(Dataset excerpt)
.....
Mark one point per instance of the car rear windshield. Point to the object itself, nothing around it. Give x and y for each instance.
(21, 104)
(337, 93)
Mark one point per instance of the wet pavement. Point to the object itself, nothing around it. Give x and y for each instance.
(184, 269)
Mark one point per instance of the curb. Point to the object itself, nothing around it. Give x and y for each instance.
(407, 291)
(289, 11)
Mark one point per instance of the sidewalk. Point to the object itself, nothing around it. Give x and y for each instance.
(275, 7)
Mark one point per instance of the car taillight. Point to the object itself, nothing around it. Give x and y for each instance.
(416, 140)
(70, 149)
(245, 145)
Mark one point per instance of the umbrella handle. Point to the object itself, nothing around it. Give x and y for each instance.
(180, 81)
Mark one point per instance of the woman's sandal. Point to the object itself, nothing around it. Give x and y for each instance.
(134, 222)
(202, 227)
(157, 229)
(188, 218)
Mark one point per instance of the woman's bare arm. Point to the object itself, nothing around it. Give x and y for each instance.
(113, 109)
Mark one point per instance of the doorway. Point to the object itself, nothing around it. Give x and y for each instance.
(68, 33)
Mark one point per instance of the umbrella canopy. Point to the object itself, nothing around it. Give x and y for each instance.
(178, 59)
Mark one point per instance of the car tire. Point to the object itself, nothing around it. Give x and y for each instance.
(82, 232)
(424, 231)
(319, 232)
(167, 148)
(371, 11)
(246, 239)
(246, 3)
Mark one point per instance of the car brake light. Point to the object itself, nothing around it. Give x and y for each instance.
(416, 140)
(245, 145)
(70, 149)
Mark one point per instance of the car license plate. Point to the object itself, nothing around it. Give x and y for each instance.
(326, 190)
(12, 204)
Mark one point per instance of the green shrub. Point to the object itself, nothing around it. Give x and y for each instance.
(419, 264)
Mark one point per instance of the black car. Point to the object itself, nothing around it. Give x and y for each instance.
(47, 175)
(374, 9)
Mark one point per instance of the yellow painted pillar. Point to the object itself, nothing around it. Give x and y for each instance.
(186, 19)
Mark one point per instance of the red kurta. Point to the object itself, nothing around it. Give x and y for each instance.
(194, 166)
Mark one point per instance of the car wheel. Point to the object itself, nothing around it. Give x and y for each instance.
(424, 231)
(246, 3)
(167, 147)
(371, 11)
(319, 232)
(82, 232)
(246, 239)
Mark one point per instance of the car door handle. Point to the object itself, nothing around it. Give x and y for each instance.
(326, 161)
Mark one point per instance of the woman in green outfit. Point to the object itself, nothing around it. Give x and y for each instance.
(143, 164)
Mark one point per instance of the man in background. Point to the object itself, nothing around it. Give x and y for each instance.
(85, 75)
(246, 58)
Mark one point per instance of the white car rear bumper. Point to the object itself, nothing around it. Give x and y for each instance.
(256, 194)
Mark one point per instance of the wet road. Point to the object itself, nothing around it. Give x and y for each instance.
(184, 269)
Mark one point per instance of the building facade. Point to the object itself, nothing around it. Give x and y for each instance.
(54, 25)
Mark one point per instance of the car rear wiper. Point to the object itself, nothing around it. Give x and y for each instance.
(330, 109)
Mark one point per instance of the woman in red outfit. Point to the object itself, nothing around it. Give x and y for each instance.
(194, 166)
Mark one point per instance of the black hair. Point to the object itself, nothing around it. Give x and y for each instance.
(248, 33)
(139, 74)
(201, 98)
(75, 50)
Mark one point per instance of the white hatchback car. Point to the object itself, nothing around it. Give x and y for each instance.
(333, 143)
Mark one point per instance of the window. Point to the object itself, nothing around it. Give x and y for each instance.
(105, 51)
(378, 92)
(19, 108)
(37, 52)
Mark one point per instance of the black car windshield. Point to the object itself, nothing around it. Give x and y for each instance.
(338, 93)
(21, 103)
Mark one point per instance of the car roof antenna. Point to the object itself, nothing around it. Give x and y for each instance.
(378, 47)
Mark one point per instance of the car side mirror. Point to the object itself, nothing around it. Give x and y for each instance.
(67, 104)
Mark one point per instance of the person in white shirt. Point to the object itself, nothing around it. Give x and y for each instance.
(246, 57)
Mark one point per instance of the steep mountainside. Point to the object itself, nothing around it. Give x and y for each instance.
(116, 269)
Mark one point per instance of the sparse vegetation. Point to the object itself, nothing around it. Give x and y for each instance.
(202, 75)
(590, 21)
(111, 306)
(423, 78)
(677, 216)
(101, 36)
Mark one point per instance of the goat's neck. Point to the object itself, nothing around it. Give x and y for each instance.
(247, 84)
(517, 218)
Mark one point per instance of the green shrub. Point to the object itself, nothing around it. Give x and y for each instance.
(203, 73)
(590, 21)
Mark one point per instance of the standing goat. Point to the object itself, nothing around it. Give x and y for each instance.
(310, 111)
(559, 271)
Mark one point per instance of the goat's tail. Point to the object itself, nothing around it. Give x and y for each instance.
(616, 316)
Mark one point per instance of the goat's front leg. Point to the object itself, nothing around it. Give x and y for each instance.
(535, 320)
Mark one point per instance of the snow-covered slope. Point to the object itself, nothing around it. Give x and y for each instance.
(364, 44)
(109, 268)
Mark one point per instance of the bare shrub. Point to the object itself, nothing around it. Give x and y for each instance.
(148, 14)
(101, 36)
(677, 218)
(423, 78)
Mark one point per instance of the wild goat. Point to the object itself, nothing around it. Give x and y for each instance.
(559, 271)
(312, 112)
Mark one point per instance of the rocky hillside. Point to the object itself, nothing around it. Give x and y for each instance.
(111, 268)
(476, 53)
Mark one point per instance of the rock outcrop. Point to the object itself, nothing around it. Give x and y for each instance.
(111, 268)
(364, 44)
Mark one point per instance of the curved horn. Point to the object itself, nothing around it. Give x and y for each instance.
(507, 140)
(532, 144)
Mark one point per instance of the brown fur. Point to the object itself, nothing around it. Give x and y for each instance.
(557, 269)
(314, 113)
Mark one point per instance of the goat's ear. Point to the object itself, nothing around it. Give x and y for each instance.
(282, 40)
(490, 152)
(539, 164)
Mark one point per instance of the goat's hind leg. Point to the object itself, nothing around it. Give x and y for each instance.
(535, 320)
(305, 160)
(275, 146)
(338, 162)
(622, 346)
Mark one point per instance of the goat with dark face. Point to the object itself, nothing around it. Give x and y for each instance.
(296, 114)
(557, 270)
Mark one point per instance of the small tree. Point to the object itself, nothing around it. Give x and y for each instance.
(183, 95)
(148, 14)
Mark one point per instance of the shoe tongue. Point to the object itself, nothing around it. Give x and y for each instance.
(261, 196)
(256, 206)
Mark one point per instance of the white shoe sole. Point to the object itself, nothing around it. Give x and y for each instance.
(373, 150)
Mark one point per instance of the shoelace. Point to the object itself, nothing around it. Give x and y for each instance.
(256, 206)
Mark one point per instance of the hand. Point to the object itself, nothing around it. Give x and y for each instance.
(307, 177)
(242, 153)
.....
Revise the records from the line with "Mark one point per instance of the shoe tongue." through the end of the records, replacing "shoelace" with "lace" and leaving everything else unchanged.

Mark one point per instance of the shoe tongue. Point to the object itself, nothing around it. Give x and y for each instance.
(261, 196)
(256, 206)
Mark one point per instance of the white shoe sole. Point to the object itself, nothing around it. Give x and y for each instance.
(373, 150)
Mark one point per instance of the lace. Point to the object itself, nothing around it. Give x and y for each instance.
(256, 206)
Mark one point per instance of the hand. Point to the object itself, nothing around it. Give x and y for each instance.
(307, 177)
(242, 153)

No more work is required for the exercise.